** Opening DATA FOR THE TASK block **

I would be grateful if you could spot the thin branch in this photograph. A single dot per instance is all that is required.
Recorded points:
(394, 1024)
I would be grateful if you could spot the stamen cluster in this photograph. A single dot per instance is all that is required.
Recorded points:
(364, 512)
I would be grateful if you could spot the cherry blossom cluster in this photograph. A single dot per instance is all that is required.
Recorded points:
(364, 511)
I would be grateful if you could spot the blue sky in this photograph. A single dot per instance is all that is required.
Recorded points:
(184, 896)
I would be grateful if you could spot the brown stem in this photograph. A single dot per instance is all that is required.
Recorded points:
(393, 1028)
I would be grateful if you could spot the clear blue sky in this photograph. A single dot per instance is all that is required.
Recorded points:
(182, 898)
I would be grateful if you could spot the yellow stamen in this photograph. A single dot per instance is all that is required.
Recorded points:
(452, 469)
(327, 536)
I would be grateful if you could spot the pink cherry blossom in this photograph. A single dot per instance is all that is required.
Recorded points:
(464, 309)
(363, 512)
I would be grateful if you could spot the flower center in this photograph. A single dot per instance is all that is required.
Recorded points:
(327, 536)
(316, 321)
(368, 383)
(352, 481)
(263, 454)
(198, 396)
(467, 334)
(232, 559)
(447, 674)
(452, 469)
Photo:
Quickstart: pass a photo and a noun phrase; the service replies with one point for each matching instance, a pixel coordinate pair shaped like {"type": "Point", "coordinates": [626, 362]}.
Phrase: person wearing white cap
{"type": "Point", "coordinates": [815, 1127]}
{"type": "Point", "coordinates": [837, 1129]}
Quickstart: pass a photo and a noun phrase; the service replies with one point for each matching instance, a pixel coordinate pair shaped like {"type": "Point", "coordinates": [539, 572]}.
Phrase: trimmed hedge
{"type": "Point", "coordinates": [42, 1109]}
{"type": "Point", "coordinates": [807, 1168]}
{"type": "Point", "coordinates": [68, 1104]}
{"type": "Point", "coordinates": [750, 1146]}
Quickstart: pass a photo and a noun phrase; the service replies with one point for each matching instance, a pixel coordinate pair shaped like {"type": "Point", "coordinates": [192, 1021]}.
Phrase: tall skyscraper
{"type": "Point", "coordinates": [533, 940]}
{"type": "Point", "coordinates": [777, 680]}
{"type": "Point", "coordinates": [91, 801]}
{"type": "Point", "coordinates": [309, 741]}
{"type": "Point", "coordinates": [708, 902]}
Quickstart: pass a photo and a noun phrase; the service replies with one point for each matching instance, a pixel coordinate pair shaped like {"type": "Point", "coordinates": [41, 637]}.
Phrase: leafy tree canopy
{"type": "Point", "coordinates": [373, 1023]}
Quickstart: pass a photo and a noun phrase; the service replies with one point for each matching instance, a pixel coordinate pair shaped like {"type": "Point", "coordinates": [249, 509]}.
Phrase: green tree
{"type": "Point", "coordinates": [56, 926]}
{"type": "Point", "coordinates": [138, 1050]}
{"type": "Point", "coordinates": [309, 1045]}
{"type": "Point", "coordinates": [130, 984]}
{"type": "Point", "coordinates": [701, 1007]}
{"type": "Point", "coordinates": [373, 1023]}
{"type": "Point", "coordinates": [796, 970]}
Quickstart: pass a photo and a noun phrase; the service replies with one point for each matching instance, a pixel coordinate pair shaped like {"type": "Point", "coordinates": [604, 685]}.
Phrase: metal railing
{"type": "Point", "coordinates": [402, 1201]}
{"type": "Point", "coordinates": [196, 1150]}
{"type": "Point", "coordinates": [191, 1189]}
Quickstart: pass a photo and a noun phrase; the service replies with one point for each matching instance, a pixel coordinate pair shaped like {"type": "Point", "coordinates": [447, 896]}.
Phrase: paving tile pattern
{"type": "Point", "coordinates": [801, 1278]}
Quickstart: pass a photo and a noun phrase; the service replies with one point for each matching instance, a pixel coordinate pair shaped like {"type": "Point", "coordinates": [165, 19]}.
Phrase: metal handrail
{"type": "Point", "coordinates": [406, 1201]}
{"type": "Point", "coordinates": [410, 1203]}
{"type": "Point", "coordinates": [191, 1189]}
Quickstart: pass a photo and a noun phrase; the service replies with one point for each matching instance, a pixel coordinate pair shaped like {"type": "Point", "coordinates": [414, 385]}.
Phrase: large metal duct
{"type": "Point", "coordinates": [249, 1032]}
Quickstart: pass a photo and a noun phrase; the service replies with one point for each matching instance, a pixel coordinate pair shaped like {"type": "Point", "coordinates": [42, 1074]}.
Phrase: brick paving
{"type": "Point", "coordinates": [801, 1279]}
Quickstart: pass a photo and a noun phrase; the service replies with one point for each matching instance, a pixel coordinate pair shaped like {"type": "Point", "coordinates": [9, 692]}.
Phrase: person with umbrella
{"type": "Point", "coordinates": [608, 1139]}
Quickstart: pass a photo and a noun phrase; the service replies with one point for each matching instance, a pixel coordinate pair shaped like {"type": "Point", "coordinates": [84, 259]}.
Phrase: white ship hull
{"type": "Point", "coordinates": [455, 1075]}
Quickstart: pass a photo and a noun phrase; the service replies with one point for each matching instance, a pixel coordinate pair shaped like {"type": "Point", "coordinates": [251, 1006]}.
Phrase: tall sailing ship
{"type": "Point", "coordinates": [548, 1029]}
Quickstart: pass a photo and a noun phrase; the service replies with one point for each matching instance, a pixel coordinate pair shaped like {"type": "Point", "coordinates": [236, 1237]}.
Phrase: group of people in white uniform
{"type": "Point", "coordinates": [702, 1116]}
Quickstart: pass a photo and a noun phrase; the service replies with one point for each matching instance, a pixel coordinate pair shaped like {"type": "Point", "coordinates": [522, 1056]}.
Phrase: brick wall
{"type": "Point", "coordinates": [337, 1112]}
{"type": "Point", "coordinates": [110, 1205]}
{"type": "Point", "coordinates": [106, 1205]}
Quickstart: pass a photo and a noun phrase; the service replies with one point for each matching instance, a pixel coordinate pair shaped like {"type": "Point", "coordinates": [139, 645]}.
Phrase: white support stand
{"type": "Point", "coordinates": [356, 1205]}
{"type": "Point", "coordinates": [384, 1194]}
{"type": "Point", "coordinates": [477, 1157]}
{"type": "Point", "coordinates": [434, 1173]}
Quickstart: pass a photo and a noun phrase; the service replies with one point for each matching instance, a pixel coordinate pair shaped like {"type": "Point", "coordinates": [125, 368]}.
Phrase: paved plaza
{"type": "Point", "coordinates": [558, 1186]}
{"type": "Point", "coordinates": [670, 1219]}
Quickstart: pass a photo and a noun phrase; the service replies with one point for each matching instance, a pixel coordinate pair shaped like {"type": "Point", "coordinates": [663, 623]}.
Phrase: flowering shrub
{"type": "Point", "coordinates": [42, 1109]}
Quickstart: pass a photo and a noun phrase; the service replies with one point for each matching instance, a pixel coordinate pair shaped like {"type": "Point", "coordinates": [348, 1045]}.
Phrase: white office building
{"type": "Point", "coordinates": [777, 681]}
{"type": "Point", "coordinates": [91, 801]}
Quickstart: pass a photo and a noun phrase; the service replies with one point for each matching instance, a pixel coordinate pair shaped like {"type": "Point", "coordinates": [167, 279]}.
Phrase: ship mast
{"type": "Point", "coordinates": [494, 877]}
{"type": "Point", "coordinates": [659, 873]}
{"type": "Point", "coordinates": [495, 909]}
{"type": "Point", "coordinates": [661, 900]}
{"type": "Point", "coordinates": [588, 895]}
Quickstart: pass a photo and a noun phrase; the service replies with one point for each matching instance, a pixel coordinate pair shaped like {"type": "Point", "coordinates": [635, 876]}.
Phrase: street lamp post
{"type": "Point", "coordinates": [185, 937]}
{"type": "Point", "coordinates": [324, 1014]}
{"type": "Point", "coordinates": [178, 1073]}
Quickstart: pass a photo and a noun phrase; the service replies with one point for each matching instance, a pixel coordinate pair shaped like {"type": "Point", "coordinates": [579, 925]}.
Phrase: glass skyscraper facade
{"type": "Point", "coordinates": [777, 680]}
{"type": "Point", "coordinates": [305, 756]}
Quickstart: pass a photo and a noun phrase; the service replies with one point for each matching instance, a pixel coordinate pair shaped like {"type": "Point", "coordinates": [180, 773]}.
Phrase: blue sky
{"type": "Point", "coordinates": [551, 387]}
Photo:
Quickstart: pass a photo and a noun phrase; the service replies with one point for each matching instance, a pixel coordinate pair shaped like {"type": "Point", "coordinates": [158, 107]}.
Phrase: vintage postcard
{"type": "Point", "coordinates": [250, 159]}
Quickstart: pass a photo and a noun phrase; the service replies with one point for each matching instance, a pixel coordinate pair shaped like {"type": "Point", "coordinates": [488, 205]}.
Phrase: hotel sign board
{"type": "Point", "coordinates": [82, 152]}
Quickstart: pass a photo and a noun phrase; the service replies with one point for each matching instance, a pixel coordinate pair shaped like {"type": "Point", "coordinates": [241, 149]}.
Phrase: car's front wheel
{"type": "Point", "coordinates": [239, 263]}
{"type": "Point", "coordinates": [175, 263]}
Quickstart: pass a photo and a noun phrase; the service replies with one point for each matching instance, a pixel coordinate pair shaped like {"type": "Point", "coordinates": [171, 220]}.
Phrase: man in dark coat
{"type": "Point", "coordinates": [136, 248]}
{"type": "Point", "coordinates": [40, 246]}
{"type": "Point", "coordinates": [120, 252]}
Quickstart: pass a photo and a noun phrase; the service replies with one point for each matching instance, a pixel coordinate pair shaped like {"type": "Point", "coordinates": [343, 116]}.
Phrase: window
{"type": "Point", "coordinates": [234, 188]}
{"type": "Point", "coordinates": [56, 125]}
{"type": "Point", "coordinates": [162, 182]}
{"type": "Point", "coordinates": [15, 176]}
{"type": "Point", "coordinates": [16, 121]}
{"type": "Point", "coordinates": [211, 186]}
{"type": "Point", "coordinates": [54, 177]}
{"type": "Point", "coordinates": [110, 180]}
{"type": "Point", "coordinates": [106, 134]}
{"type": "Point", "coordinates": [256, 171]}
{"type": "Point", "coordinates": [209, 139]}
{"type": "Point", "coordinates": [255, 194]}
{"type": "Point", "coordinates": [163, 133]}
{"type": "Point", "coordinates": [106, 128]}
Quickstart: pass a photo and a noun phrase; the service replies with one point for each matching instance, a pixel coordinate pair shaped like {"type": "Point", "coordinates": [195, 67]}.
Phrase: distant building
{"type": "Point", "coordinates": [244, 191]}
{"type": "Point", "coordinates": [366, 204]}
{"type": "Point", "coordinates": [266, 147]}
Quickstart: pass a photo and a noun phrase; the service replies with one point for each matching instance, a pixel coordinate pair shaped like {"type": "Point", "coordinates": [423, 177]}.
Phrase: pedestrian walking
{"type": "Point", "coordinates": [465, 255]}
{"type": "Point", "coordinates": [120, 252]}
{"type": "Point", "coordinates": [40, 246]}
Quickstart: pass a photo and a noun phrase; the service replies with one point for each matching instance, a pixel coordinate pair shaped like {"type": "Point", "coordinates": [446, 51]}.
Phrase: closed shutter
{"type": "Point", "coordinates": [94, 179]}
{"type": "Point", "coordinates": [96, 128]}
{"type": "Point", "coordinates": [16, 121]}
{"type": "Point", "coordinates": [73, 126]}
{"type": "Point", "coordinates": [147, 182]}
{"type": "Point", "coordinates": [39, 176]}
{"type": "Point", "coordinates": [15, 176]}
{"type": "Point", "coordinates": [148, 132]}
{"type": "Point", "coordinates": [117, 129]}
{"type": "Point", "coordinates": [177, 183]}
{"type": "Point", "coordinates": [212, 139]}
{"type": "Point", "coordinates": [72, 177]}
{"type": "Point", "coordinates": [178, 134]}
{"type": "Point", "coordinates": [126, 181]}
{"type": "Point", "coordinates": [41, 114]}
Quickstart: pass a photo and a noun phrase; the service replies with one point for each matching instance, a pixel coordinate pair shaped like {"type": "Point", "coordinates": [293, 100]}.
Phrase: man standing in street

** Closing DATA FOR THE TASK block **

* EXERCISE PROMPT
Which lines of the records above hold the word "cherry"? Copy each of them.

* EXERCISE RESPONSE
I would be grateful if you could spot the cherry blossom cluster in this photograph. A single dot per instance is all that is required.
I would be grateful if you could spot the pink cherry blossom in this photograph. A single dot per instance is all that is required.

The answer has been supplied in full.